[What you need to do]: Reproduce the text of every record below word for word, omitting the pictures.

[Excerpted data]:
※
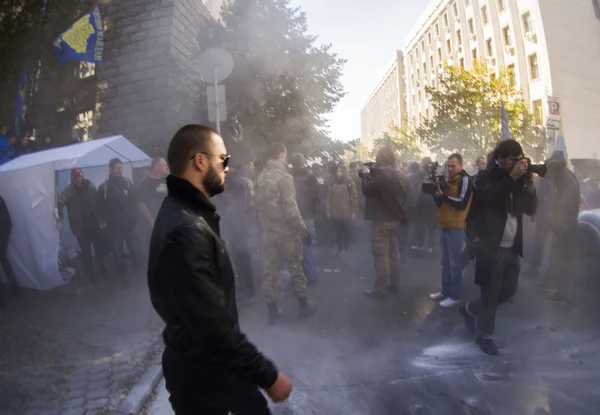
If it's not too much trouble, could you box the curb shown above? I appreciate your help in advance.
[116,353,162,415]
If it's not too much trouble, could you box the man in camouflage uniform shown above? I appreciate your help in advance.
[255,143,314,324]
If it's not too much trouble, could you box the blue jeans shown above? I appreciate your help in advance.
[440,229,465,300]
[302,220,317,281]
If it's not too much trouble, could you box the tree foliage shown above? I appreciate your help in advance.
[373,120,422,161]
[201,0,345,156]
[0,0,96,140]
[415,63,544,160]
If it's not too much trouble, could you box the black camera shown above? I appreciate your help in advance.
[525,158,548,177]
[358,161,377,179]
[421,161,450,195]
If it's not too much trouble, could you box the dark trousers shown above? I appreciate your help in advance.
[414,208,438,248]
[77,228,106,277]
[530,220,550,274]
[467,248,521,336]
[331,219,352,251]
[162,349,271,415]
[107,227,142,276]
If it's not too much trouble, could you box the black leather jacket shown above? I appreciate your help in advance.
[148,176,277,389]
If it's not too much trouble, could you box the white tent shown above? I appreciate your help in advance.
[0,136,151,290]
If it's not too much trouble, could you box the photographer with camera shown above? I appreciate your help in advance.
[460,140,540,355]
[424,153,473,307]
[360,146,407,298]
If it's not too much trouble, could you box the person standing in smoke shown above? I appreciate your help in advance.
[325,164,358,257]
[460,140,537,355]
[96,158,141,280]
[362,146,407,298]
[292,153,319,282]
[148,125,292,415]
[256,143,315,324]
[57,169,106,282]
[545,151,581,302]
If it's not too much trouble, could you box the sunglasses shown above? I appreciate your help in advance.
[190,151,231,169]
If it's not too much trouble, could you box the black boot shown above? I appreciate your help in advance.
[298,297,315,318]
[267,302,281,326]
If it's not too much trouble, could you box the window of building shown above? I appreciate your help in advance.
[74,62,96,79]
[529,53,540,80]
[485,38,494,56]
[521,12,534,33]
[502,26,512,47]
[481,4,490,25]
[506,64,517,86]
[532,99,544,125]
[467,19,475,35]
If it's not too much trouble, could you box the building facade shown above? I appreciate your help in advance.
[360,51,406,149]
[364,0,600,159]
[94,0,223,156]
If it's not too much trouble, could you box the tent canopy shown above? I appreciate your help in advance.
[0,135,150,174]
[0,136,151,290]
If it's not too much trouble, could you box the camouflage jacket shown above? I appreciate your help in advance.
[255,160,308,237]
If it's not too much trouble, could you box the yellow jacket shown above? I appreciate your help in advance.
[436,170,473,229]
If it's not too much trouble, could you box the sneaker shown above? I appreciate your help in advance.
[475,336,500,356]
[440,298,460,308]
[429,293,446,301]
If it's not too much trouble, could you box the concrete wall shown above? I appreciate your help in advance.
[538,0,600,159]
[97,0,209,156]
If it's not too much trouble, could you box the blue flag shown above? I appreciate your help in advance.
[15,67,29,135]
[502,102,510,141]
[53,6,104,65]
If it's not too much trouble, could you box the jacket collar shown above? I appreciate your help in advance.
[167,175,217,214]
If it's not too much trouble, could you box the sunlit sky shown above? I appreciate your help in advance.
[293,0,431,141]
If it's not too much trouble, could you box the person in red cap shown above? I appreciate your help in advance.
[58,169,106,281]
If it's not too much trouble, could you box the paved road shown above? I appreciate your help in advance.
[145,242,600,415]
[0,277,161,415]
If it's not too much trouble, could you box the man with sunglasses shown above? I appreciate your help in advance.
[148,125,292,415]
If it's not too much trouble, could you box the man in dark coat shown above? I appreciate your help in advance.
[58,169,106,281]
[148,125,292,415]
[460,140,537,355]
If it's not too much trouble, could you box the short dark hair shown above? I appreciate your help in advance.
[167,124,219,177]
[292,153,306,169]
[494,140,523,159]
[448,153,462,165]
[267,141,287,160]
[108,157,123,169]
[150,157,163,168]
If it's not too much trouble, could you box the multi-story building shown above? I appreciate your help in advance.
[404,0,600,159]
[360,51,406,149]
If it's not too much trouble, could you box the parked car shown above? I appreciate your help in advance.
[578,209,600,277]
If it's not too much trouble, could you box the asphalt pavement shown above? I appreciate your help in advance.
[144,240,600,415]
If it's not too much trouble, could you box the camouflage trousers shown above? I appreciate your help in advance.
[371,221,400,292]
[262,235,308,303]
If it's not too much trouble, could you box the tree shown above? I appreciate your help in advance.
[373,120,422,161]
[0,0,96,140]
[201,0,345,156]
[415,62,544,160]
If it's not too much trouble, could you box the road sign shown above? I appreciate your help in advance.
[206,85,227,122]
[548,97,560,120]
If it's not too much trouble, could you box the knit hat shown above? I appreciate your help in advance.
[375,146,396,165]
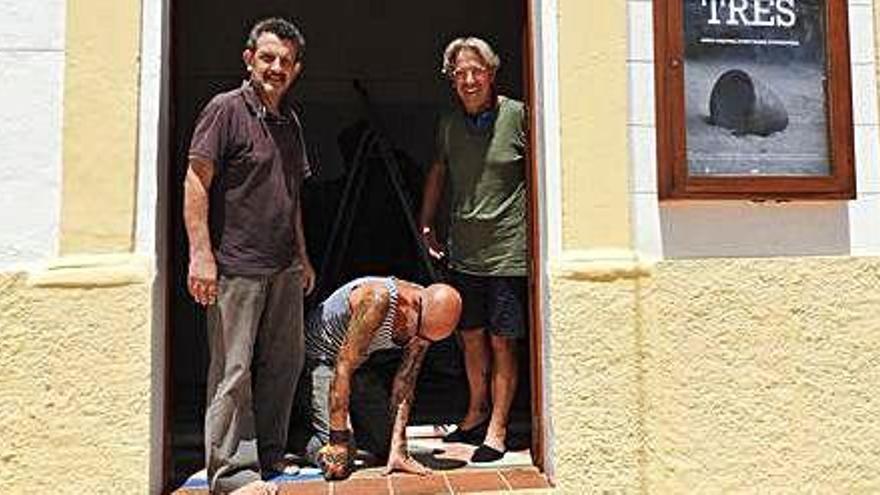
※
[Result]:
If it's not too much trouble, could you box the curb shown above? I appreciate your help in advance.
[116,353,162,415]
If it's not too much trouble, could you box the man in camouflage uniform shown above? I appreciate your help in advance.
[255,143,314,324]
If it's not too much trouble, could you box the blue jeans shown above? I appreciate your help in advance.
[440,229,465,300]
[302,220,317,281]
If it's not too much trouble, could you box the tree foliage shown above? I appreciate your help in advance.
[373,120,422,161]
[201,0,345,156]
[0,0,96,140]
[415,63,544,160]
If it's not too much trouble, could you box the black camera shown above? I appreciate your help in advance.
[525,158,548,177]
[358,161,377,179]
[421,161,450,195]
If it's not too much trouble, could you box the dark trousers shown above? I appreciate your help in advance.
[414,208,438,248]
[77,228,106,277]
[530,220,550,274]
[467,248,521,336]
[331,219,352,251]
[162,349,271,415]
[107,227,142,276]
If it's not too much trouble, could you box the black leather jacket shown above? I appreciate your help in advance.
[148,176,277,389]
If it's not too much trouble, could you box the white tent shown above? I appreciate your help in advance.
[0,136,151,290]
If it's not too much trouble, could you box the photographer with camera shown above? I appreciate your help in advance.
[460,140,540,355]
[424,153,473,307]
[360,146,407,298]
If it's not too much trouble, could you box the person standing in smoke shown above? I appreciate your help in advance.
[325,164,358,257]
[460,140,537,355]
[96,158,141,280]
[362,146,407,298]
[292,153,319,282]
[148,125,292,415]
[256,143,315,324]
[57,169,106,282]
[545,151,581,302]
If it's not too much trouble, could you box the sunglasses shown above? I appreciate your help in advance.
[190,151,231,169]
If it's not too much trouble, could you box the black boot shown above? I appreciate your help in advance.
[298,297,315,318]
[267,302,281,326]
If it's not too much trouble, could you box the window of building shown above? I appreciate your help in advance.
[74,62,96,79]
[529,53,540,80]
[485,38,494,56]
[521,12,534,33]
[502,26,512,47]
[481,4,490,25]
[506,64,517,86]
[532,99,544,125]
[467,19,475,35]
If it's not too much trouble, could you box the building facade shown above? I appreciate your help in advance.
[360,51,406,149]
[364,0,600,159]
[94,0,223,156]
If it's not too much trouble, could you box the tent canopy shown above? I appreciate your help in advance.
[0,135,150,174]
[0,136,151,290]
If it's not too much trouble, could you box the camouflage jacket shown above? I appreciate your help in advance.
[255,160,308,237]
If it's not too much trouble, could you box the yellow jacket shown above? I appreciate your help in advance.
[436,170,473,229]
If it's not too much trouble, could you box the sneaker shown above? I appreciate your help in advance.
[475,336,500,356]
[440,298,460,308]
[429,293,446,301]
If it's not too much trouble, could you box the concrete wall shown above? I appreciate your help in advance.
[538,0,600,159]
[97,0,209,156]
If it's not too much trouble, could you box the blue flag shown above? I appreciate your help in advance.
[15,67,29,135]
[502,102,510,141]
[53,6,104,65]
If it's not too much trouble, could you box the jacket collar shown above? I appreciate your help in advance.
[167,175,217,214]
If it's not too much trouble, could you box the sunlit sky shown above? I appreciate your help in advance.
[293,0,431,141]
If it's not too much trouble, could you box the person in red cap shown above? I appreciate your help in advance.
[58,169,106,281]
If it's not too much trouble, could you box the paved road shown above? I appreciate your help in advance.
[145,242,600,415]
[0,277,161,415]
If it's not too much trouble, could you box the man with sunglasses shown above? I appreciate your help in advance.
[148,125,292,415]
If it's not too much trouble, could you box the man in dark coat shown above? I appreciate your help in advance.
[58,169,106,281]
[148,125,292,415]
[460,140,537,355]
If it's not too much trouble, could you box the short dark hair shown above? I appreciate your help in advance.
[167,124,219,177]
[292,153,306,169]
[494,140,523,159]
[448,153,462,165]
[267,141,287,160]
[108,157,123,169]
[150,157,163,168]
If it's not too much trouble, could you box the multi-story building shown above? I appreciate your help in advance.
[404,0,600,159]
[360,51,406,149]
If it's not too much trouble, could you box the parked car shown above? I appreciate your help in advance.
[578,209,600,277]
If it's not too much trouble, could you box the asphalt pavement shown above? I appreciate your help in advance.
[144,240,600,415]
If it's not too much trouble, could you box the camouflage trousers shown above? I appreciate your help in advance.
[371,221,400,292]
[262,235,308,303]
If it's not too much trouble, could you box the tree shown above? I appreciate your help in advance.
[373,120,422,161]
[0,0,96,140]
[201,0,345,156]
[415,62,544,160]
If it's not too much trouble, could you box the road sign shown above? I appreciate your help in advance.
[206,85,227,122]
[548,97,560,120]
If it's not too much trouble, could you box the knit hat shown above? I appreciate your help in advance.
[375,146,396,165]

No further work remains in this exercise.